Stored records
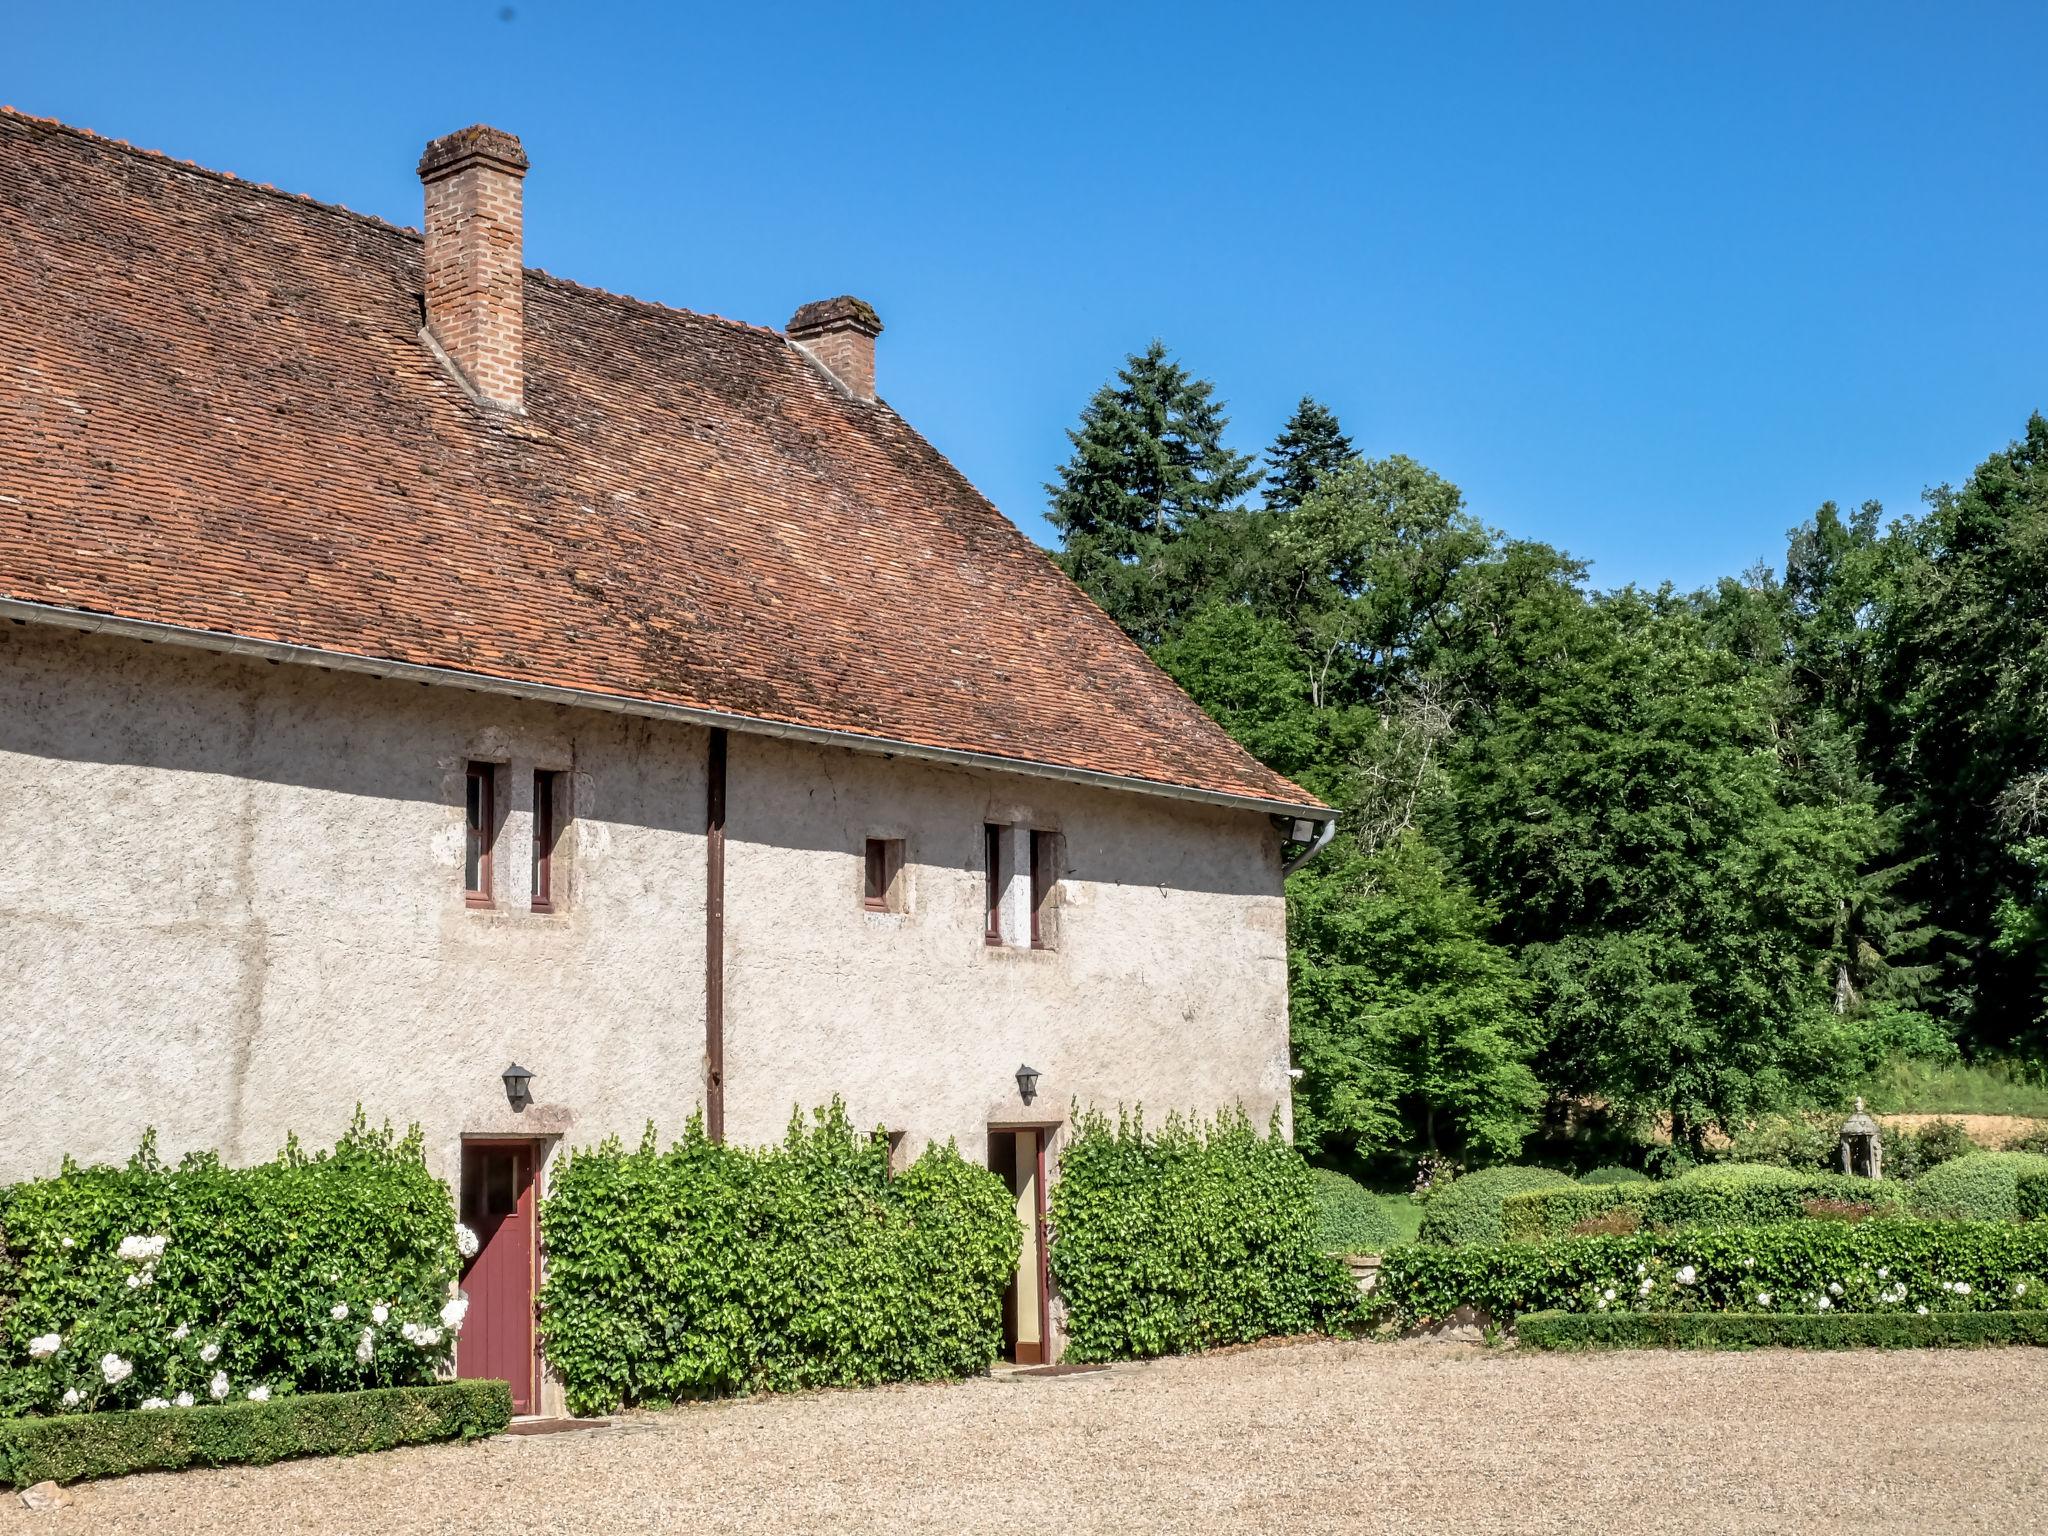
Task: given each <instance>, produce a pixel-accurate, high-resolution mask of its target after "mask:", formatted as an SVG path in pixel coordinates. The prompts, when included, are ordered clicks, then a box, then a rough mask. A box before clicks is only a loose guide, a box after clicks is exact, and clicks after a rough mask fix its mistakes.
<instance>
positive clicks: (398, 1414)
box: [0, 1380, 512, 1489]
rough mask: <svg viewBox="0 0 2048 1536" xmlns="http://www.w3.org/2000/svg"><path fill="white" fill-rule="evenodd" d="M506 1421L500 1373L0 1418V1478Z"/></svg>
mask: <svg viewBox="0 0 2048 1536" xmlns="http://www.w3.org/2000/svg"><path fill="white" fill-rule="evenodd" d="M510 1421H512V1389H510V1386H506V1384H504V1382H502V1380H457V1382H438V1384H434V1386H377V1389H371V1391H365V1393H303V1395H291V1397H279V1399H272V1401H268V1403H246V1401H244V1403H221V1405H217V1407H213V1405H209V1407H188V1409H123V1411H117V1413H66V1415H57V1417H37V1419H0V1487H16V1489H25V1487H33V1485H35V1483H45V1481H49V1483H80V1481H86V1479H94V1477H125V1475H127V1473H174V1470H180V1468H184V1466H262V1464H266V1462H274V1460H285V1458H287V1456H350V1454H356V1452H362V1450H391V1448H393V1446H420V1444H426V1442H432V1440H477V1438H481V1436H489V1434H500V1432H502V1430H504V1427H506V1425H508V1423H510Z"/></svg>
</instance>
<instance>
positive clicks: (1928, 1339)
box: [1516, 1313, 2048, 1350]
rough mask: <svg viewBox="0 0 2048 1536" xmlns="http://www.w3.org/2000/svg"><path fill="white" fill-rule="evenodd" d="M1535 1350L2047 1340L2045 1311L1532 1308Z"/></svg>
mask: <svg viewBox="0 0 2048 1536" xmlns="http://www.w3.org/2000/svg"><path fill="white" fill-rule="evenodd" d="M1516 1339H1520V1341H1522V1343H1526V1346H1528V1348H1532V1350H1757V1348H1769V1346H1786V1348H1798V1350H1931V1348H1968V1346H1987V1343H2042V1346H2048V1313H1927V1315H1925V1317H1923V1315H1919V1313H1812V1315H1808V1313H1528V1315H1526V1317H1524V1319H1522V1321H1520V1323H1518V1325H1516Z"/></svg>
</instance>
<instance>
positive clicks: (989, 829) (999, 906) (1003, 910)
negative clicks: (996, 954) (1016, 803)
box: [981, 823, 1004, 944]
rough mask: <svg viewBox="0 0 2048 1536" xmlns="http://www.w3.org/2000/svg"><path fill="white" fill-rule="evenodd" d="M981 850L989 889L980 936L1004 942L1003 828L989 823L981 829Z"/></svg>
mask: <svg viewBox="0 0 2048 1536" xmlns="http://www.w3.org/2000/svg"><path fill="white" fill-rule="evenodd" d="M981 838H983V852H985V858H987V870H989V889H987V897H985V901H983V907H985V918H987V920H985V926H983V930H981V938H983V942H987V944H1001V942H1004V829H1001V827H997V825H995V823H989V825H985V827H983V829H981Z"/></svg>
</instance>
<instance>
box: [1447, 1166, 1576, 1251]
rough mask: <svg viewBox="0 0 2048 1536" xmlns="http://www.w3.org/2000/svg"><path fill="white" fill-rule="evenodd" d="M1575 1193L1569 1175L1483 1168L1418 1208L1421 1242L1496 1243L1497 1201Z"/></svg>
mask: <svg viewBox="0 0 2048 1536" xmlns="http://www.w3.org/2000/svg"><path fill="white" fill-rule="evenodd" d="M1552 1188H1561V1190H1575V1188H1579V1186H1577V1184H1573V1182H1571V1174H1559V1171H1556V1169H1550V1167H1520V1165H1516V1163H1507V1165H1503V1167H1483V1169H1479V1171H1477V1174H1464V1176H1460V1178H1454V1180H1452V1182H1450V1184H1444V1186H1442V1188H1438V1190H1432V1192H1430V1202H1427V1204H1425V1206H1423V1208H1421V1241H1423V1243H1444V1245H1450V1247H1458V1245H1464V1243H1499V1241H1501V1237H1503V1233H1501V1202H1503V1200H1507V1196H1511V1194H1522V1192H1526V1190H1552Z"/></svg>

[TASK TO COMPLETE] Reproduce the material above with every "rough mask" switched to "coarse mask" and all other text left unchanged. Leave the pictures out of your answer.

[FINISHED TASK]
Task: given each <instance>, produce a pixel-accurate, high-resolution mask of its target after "mask:", formatted as an SVG path in pixel coordinates. The prompts, when included, are ordered clicks, then a box, then a coarse mask. A box before clicks is only a loose guide, a box after clicks is exact, and clicks after a coarse mask fix its mistakes.
<instance>
positive clicks: (398, 1414)
box: [0, 1380, 512, 1489]
coarse mask: <svg viewBox="0 0 2048 1536" xmlns="http://www.w3.org/2000/svg"><path fill="white" fill-rule="evenodd" d="M506 1421L500 1373L0 1418V1478Z"/></svg>
mask: <svg viewBox="0 0 2048 1536" xmlns="http://www.w3.org/2000/svg"><path fill="white" fill-rule="evenodd" d="M510 1421H512V1389H510V1386H506V1384H504V1382H502V1380H457V1382H438V1384H434V1386H377V1389H371V1391H365V1393H303V1395H291V1397H279V1399H272V1401H268V1403H246V1401H244V1403H221V1405H217V1407H213V1405H209V1407H188V1409H123V1411H117V1413H66V1415H57V1417H37V1419H0V1487H16V1489H25V1487H33V1485H35V1483H45V1481H49V1483H80V1481H86V1479H94V1477H125V1475H127V1473H174V1470H180V1468H184V1466H262V1464H266V1462H274V1460H285V1458H287V1456H350V1454H356V1452H362V1450H391V1448H393V1446H420V1444H426V1442H432V1440H477V1438H481V1436H489V1434H500V1432H502V1430H504V1427H506V1425H508V1423H510Z"/></svg>
</instance>
<instance>
positive clicks: (1928, 1339)
box: [1516, 1313, 2048, 1350]
coarse mask: <svg viewBox="0 0 2048 1536" xmlns="http://www.w3.org/2000/svg"><path fill="white" fill-rule="evenodd" d="M1535 1350L2047 1340L2045 1311L1532 1308Z"/></svg>
mask: <svg viewBox="0 0 2048 1536" xmlns="http://www.w3.org/2000/svg"><path fill="white" fill-rule="evenodd" d="M1516 1339H1520V1341H1522V1343H1526V1346H1528V1348H1532V1350H1757V1348H1769V1346H1786V1348H1798V1350H1931V1348H1968V1346H1987V1343H2042V1346H2048V1313H1927V1315H1925V1317H1923V1315H1919V1313H1812V1315H1808V1313H1528V1315H1526V1317H1524V1319H1522V1321H1520V1323H1518V1325H1516Z"/></svg>
</instance>
<instance>
positive clicks: (989, 829) (999, 906) (1003, 910)
negative clicks: (996, 954) (1016, 803)
box: [981, 823, 1004, 944]
coarse mask: <svg viewBox="0 0 2048 1536" xmlns="http://www.w3.org/2000/svg"><path fill="white" fill-rule="evenodd" d="M981 850L989 889L980 936L1004 942L1003 828L989 823L981 829Z"/></svg>
mask: <svg viewBox="0 0 2048 1536" xmlns="http://www.w3.org/2000/svg"><path fill="white" fill-rule="evenodd" d="M981 838H983V852H985V858H987V870H989V889H987V897H985V901H983V907H985V918H987V920H985V926H983V930H981V938H983V942H987V944H1001V942H1004V829H1001V827H997V825H995V823H989V825H985V827H983V829H981Z"/></svg>
</instance>
<instance>
box: [1447, 1166, 1576, 1251]
coarse mask: <svg viewBox="0 0 2048 1536" xmlns="http://www.w3.org/2000/svg"><path fill="white" fill-rule="evenodd" d="M1575 1193L1569 1175L1483 1168L1418 1208L1421 1242L1496 1243L1497 1201Z"/></svg>
mask: <svg viewBox="0 0 2048 1536" xmlns="http://www.w3.org/2000/svg"><path fill="white" fill-rule="evenodd" d="M1552 1188H1561V1190H1575V1188H1579V1186H1577V1184H1573V1182H1571V1174H1559V1171H1556V1169H1550V1167H1520V1165H1516V1163H1507V1165H1503V1167H1483V1169H1479V1171H1477V1174H1464V1176H1460V1178H1454V1180H1452V1182H1450V1184H1444V1186H1442V1188H1438V1190H1432V1192H1430V1202H1427V1204H1425V1206H1423V1208H1421V1241H1423V1243H1444V1245H1450V1247H1458V1245H1464V1243H1499V1241H1501V1237H1503V1233H1501V1202H1503V1200H1507V1196H1511V1194H1522V1192H1526V1190H1552Z"/></svg>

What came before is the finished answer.